** Selected excerpt **
Status: Postponed » Needs review

The module is now located in this Git sandbox:

http://drupal.org/sandbox/milesw/1085078

jthorson’s picture

Project: Drupal.org CVS applications » Drupal.org security advisory coverage applications
Component: miscellaneous » module

Please note step 5 at the Migrating CVS Applications Link.

sreynen’s picture

Title: milesw [milesw] » RDFimporter

I'm updating the title on this to match the project, hopefully making it a little easier for interested reviewers to find.

Anonymous’s picture

Status: Needs review » Needs work

Wow, this has lingered in the queue for a long time.

I am reviewing the 7.x version of the module as found on GitHub.

This module is pretty solid in a lot of ways:

  • Does not duplicate functionality. There are no Feeds parsers that allow such sophisticated RDF parsing and SPARQL queries.
  • Handles it's third party code in the appropriate manner - directing the user to download it to the correct location (though you will want to update the library path based on a change in RDFx)
  • It makes proper use of core systems like the theme system
  • It leverages an established contrib system

Now to the work...

Style issues:

  1. There is currently a Notice when installing.
  2. There is commented out code, including whole functions. Commented out code (except for demonstration purposes) should never be committed, though that rule isn't always followed.
  3. Drupal 7 standardized on "Implements" instead of "Implementation of"
  4. Need a new line at the end of some files. All should end in a new line.
  5. Lines should be broken at 80 characters. For example, * Gather sample data for all an individual's properties and save it in the batch. is 85 characters. In Komodo IDE (or Komodo Edit), there is a faint line at 80 chars, maybe there is in your editor too.

Some potential security issues:

  1. I may have missed it, but it doesn't seem like you filter URI values for dangerous protocols. I was looking for it around line 169 in RdfImporterParser.inc
  2. This code is commented out, but does the query in RdfImporterNodeProcessor.inc need a node_access tag? I'm not familiar enough with the feeds_node_item table and the data it stores.

Looking forward to reviewing again, we'll make sure it doesn't take a year this time ;)

Raw records:
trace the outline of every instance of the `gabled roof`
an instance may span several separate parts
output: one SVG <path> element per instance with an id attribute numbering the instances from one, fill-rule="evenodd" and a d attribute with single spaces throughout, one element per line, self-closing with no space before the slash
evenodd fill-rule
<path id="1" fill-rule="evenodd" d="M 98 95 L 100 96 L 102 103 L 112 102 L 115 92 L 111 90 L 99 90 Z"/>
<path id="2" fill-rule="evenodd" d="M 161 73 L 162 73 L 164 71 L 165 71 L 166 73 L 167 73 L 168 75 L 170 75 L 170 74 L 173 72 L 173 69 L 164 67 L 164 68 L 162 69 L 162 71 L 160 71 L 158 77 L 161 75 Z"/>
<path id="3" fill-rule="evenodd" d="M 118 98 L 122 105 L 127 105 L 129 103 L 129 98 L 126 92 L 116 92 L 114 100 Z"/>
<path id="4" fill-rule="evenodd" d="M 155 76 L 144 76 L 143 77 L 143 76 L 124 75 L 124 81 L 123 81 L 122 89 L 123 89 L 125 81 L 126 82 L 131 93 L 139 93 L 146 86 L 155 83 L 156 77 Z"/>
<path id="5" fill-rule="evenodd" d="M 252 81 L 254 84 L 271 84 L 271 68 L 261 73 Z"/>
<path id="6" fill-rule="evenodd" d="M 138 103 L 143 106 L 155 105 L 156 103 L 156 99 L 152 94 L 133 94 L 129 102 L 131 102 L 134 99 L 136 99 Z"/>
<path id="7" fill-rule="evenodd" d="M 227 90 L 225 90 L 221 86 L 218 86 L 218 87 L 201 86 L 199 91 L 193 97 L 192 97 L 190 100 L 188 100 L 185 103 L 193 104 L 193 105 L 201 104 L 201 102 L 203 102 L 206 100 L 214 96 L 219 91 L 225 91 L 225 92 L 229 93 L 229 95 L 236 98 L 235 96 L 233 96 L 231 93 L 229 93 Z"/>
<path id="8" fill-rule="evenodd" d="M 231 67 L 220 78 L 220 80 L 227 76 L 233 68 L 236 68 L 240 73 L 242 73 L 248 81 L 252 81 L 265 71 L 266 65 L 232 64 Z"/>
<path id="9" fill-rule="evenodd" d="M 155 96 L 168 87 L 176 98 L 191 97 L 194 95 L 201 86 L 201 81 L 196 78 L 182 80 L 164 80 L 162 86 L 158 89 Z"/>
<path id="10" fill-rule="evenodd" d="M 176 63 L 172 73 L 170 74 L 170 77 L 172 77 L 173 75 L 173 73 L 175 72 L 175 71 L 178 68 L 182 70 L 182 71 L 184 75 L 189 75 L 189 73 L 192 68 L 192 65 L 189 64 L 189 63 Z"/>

** Stated task 1 **
In the RDFimporter review, rewrite the stretch from "Now to the work..." through "a new line.", replacing "Notice" with "warning".
** Stated task 2 **
According to the RDFimporter review, around which line of RdfImporterParser.inc did the reviewer look for filtering of URI values?
** Stated task 3 **
Continue the RDFimporter review thread from the point where it stops.

** Right answer 1 **
Now to the work...

Style issues:

  1. There is currently a warning when installing.
  2. There is commented out code, including whole functions. Commented out code (except for demonstration purposes) should never be committed, though that rule isn't always followed.
  3. Drupal 7 standardized on "Implements" instead of "Implementation of"
  4. Need a new line at the end of some files. All should end in a new line.

** Right answer 2 **
Around line 169.

** Right answer 3 **
sreynen’s picture

linclark, it's great to have a topic expert doing reviews, thanks! If you do another round after these updates, please look at the sandbox project rather than the Github version, since that's what will eventually become the full project. I'm guessing they're the same right now, but maybe not.

milesw, make sure you're doing your updates in the sandbox project. If you want to keep Github updated, that's great too.

I just added the sandbox link to the issue summary to make it a little easier to find.

milesw’s picture

Title: RDFimporter » Linked Data Import
Status: Needs work » Needs review

Thanks, linclark, for the great code review. And thanks jthorson and sreynen for nudging this along.

Based on a suggestion from linclark, I've renamed the project from "rdfimporter" to "ld_import" (Linked Data Import) to better represent the features of the module.

I've committed a number of changes to the sandbox repository based on the comments in #9...

Style issues:

  1. Fixed. Wasn't seeing the notice, even with E_STRICT, until I switched to PHP 5.2. Weird.
  2. Cleared out commented code.
  3. Replace all instances of "Implementation of..."
  4. Added new lines at end of files.
  5. Changed all documentation lines to break at 80. Found a nice feature to do this in TextMate.

Security issues:

  1. As I understand it, the only time you need to filter URIs is when they're being rendered somewhere. I've gone ahead and made sure that theme functions are using check_plain() for any data that's been imported. However, I don't think the parser needs to do anything special.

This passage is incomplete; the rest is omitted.